#### [Exercise materials]
+===+
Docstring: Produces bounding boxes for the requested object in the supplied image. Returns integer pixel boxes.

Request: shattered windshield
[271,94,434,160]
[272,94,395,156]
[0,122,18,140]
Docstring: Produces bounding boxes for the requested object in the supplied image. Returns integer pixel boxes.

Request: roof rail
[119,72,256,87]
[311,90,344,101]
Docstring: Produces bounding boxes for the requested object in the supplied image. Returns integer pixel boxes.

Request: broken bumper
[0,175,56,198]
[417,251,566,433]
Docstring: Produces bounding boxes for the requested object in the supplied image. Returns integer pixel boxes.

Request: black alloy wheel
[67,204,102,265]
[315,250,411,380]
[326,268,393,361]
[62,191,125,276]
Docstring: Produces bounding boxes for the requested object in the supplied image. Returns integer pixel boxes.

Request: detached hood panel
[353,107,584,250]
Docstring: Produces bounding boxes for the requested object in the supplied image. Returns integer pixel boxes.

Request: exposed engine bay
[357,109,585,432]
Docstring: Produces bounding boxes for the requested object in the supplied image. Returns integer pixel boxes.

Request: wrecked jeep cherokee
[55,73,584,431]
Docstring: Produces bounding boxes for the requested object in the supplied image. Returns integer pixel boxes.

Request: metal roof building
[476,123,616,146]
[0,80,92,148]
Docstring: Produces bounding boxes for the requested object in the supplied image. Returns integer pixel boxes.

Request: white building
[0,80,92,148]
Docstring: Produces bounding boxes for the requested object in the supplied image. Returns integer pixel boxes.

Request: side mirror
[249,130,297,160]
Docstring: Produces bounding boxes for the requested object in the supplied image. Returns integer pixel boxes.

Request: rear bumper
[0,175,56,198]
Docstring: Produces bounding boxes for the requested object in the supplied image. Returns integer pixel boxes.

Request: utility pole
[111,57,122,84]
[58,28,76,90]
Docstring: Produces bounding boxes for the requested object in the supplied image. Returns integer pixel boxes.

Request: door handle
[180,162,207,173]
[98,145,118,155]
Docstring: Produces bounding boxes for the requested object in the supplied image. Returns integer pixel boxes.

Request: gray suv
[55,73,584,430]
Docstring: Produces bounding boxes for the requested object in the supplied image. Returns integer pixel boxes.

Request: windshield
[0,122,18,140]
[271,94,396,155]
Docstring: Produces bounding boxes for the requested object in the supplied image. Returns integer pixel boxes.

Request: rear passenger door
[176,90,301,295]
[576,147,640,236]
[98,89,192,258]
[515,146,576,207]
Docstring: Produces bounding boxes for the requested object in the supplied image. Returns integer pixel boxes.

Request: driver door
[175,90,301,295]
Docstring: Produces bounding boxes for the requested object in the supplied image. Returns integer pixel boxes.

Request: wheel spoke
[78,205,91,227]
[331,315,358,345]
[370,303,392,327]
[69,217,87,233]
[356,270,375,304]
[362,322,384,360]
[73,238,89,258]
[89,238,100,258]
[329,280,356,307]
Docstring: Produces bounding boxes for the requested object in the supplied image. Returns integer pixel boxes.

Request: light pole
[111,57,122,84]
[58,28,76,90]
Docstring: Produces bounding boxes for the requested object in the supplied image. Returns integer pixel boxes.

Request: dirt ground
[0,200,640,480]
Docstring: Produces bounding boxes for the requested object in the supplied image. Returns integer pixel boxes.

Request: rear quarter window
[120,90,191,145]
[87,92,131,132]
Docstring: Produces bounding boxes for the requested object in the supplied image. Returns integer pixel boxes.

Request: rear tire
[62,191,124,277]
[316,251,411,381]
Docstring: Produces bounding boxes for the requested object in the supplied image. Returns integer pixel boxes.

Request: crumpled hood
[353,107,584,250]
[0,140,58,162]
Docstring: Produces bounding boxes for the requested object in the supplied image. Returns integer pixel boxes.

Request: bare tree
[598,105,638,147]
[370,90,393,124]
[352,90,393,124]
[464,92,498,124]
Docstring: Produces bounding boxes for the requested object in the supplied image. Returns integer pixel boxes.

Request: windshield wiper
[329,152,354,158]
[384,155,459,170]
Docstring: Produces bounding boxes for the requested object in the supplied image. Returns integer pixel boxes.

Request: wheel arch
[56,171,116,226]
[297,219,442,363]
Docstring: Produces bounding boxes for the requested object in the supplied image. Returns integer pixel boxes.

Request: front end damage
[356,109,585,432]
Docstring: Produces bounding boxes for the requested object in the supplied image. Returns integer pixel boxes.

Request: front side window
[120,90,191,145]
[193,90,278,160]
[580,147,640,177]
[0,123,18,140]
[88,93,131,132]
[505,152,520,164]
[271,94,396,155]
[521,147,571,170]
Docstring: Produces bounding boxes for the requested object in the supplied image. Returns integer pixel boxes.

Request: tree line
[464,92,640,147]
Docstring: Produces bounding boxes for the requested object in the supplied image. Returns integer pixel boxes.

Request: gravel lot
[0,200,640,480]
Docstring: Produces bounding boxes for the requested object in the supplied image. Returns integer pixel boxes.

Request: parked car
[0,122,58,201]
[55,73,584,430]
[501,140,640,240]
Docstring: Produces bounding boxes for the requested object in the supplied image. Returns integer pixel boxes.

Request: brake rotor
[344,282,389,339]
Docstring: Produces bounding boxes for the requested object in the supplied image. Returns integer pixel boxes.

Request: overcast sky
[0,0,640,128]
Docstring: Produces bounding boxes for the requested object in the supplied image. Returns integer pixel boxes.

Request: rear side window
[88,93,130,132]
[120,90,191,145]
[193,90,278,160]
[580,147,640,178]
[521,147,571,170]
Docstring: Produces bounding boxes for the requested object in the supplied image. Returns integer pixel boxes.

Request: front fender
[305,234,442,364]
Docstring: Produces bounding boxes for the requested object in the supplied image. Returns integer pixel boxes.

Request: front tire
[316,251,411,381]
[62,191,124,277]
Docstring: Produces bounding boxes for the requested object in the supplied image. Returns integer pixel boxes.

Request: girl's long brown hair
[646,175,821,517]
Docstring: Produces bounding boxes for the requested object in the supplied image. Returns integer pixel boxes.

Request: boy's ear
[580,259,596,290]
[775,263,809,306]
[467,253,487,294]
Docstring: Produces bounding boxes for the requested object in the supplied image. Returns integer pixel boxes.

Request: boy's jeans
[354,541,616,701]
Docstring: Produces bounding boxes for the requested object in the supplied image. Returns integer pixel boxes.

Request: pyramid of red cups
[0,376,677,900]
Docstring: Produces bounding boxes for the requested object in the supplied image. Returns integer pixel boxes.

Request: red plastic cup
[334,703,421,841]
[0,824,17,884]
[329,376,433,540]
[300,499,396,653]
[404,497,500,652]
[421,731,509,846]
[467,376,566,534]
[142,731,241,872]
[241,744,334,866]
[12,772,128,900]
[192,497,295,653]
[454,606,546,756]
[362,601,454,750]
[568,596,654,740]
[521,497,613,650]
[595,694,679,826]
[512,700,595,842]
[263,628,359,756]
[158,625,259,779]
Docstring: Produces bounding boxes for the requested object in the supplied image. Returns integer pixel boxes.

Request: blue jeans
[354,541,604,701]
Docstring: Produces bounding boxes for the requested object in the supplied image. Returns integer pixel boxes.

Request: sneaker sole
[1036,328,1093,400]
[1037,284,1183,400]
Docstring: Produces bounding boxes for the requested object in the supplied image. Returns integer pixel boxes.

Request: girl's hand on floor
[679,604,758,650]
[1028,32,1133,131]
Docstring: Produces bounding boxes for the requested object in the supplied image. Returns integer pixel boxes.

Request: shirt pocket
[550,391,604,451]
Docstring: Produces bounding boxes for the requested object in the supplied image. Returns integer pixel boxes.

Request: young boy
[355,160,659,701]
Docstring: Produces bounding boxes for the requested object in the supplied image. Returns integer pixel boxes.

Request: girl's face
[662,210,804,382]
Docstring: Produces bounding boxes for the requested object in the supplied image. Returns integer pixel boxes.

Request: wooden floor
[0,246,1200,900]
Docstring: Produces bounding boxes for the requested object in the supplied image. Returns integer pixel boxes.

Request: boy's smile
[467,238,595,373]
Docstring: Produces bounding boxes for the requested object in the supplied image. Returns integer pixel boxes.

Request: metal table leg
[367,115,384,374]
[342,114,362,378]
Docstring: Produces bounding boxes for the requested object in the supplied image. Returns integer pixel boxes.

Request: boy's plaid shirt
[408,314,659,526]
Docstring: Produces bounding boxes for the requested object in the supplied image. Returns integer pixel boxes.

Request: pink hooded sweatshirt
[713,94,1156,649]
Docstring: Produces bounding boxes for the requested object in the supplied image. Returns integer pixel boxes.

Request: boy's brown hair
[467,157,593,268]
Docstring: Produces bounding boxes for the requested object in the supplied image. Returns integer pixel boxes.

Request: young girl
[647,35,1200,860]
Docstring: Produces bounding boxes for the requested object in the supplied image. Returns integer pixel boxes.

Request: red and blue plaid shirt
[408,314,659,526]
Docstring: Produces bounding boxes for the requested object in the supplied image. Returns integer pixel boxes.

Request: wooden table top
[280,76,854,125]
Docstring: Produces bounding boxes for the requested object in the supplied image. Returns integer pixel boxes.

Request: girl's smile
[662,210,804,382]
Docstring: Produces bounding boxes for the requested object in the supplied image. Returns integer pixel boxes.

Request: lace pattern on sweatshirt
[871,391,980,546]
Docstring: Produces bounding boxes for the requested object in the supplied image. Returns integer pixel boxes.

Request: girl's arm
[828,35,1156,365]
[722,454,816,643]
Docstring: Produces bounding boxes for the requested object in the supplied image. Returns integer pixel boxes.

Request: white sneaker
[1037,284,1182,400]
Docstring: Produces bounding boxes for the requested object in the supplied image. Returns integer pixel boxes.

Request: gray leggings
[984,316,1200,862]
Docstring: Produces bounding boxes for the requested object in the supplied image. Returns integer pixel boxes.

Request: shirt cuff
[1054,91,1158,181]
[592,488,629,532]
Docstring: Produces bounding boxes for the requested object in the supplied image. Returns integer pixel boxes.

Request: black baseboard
+===+
#### [Task statement]
How many lines of the material above include the word "wooden"? Reply with the number alone.

#### [Solution for this exercise]
2